Task material:
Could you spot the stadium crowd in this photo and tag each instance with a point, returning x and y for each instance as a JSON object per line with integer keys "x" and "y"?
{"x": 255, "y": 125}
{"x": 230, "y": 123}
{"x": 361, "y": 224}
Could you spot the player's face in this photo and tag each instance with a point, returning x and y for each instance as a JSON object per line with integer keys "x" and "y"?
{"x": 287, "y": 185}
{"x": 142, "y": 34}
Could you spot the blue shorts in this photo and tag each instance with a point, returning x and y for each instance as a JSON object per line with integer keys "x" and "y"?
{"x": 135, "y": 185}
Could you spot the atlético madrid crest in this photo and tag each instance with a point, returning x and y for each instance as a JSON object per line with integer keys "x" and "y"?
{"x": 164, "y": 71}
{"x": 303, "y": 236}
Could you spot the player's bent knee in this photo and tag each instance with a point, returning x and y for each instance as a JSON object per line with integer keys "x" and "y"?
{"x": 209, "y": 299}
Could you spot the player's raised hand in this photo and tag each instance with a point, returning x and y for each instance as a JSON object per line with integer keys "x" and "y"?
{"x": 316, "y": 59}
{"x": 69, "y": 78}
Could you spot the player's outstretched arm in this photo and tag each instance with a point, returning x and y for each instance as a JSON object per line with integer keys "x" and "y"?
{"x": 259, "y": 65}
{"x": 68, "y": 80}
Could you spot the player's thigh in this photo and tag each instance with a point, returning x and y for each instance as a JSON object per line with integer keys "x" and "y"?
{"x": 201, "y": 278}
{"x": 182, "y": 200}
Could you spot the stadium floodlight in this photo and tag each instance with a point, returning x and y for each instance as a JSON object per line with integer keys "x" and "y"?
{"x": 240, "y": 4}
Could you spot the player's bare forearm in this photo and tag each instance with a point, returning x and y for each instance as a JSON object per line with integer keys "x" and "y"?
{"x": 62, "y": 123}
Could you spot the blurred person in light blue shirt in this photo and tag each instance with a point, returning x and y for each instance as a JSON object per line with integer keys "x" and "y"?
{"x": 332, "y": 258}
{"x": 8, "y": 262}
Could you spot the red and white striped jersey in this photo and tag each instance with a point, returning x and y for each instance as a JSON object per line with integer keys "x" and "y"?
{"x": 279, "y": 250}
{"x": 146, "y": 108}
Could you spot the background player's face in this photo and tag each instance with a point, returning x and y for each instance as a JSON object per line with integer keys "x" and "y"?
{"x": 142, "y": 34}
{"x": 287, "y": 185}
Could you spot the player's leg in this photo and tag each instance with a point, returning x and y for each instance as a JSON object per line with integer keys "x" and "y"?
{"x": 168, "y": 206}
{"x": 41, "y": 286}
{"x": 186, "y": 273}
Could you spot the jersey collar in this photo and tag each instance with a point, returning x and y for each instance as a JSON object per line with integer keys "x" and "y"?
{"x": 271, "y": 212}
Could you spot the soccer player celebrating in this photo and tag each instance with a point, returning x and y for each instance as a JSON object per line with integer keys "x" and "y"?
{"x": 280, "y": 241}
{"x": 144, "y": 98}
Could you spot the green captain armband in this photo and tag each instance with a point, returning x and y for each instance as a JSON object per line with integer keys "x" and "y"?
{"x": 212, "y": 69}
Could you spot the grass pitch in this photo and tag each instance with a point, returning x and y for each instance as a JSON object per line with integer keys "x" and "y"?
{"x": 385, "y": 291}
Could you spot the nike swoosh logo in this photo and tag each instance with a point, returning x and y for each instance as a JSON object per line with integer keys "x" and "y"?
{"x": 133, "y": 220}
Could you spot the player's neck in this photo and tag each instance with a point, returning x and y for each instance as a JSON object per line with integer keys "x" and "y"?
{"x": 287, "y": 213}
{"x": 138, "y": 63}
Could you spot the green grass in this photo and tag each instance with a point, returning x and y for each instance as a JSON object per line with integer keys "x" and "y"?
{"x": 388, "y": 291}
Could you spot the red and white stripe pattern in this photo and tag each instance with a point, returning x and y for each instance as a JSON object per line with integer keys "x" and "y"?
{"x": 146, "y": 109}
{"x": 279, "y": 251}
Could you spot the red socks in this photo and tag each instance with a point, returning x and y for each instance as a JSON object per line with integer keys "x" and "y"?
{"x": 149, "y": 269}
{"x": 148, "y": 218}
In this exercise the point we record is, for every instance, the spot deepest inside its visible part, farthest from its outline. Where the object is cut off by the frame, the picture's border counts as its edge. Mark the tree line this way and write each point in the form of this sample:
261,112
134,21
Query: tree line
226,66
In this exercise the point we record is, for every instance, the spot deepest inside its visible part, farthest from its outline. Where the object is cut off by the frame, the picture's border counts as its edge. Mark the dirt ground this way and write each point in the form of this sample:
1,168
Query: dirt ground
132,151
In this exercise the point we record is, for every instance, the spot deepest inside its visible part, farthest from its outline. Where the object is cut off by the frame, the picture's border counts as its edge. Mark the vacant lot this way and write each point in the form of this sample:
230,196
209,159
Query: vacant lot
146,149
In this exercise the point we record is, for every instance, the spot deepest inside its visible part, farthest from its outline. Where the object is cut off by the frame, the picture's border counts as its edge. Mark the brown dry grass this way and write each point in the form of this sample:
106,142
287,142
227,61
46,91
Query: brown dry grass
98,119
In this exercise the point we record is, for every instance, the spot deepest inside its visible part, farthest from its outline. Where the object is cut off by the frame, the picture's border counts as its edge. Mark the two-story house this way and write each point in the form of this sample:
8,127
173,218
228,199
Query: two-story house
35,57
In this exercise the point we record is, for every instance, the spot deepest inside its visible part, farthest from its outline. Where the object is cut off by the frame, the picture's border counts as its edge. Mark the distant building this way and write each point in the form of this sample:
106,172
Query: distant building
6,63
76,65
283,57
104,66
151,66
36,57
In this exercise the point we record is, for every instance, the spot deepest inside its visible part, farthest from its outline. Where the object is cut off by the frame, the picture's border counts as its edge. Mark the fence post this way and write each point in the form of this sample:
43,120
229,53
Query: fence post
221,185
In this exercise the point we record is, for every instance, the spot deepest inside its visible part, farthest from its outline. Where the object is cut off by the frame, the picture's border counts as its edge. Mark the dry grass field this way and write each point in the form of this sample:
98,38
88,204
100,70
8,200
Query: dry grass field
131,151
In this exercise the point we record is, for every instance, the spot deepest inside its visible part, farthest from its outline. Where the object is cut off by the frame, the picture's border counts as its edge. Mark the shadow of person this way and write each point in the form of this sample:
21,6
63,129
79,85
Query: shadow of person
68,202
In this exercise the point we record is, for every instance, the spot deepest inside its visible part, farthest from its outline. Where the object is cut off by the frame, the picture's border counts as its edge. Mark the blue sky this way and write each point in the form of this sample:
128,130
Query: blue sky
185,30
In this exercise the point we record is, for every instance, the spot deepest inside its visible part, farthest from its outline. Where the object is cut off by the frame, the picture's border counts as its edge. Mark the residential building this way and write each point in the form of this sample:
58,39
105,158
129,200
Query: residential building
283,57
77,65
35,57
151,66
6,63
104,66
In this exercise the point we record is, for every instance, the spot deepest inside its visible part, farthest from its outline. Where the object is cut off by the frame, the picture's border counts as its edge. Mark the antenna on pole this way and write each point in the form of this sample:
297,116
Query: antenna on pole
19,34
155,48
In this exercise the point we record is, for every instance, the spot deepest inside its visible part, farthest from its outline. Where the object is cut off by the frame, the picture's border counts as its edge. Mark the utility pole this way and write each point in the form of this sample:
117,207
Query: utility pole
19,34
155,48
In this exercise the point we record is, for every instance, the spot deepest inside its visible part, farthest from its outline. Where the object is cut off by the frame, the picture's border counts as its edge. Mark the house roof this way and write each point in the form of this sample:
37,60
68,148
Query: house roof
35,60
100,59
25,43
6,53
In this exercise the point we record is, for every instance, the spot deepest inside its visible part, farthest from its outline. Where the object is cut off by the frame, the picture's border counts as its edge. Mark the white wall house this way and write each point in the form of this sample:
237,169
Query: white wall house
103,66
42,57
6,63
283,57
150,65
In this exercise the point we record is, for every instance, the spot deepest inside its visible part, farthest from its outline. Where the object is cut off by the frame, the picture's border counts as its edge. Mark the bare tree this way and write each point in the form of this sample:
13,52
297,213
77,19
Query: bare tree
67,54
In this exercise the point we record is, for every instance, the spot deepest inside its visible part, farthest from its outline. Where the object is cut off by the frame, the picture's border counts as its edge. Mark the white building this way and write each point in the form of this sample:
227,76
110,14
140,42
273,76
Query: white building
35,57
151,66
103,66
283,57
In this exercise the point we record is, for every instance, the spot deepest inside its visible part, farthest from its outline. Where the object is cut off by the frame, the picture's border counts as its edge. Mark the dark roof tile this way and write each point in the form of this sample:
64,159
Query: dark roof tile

Required work:
All lines of the records above that carry the word "dark" should be listed.

Reply:
In this exercise the point we record is, for every instance, the spot deepest inside its visible part, farthest from its outline. Where the object is cut off by the frame, the picture's border counts as its edge. Mark the dark roof tile this way and write each point in the form of this sample:
Query: dark roof tile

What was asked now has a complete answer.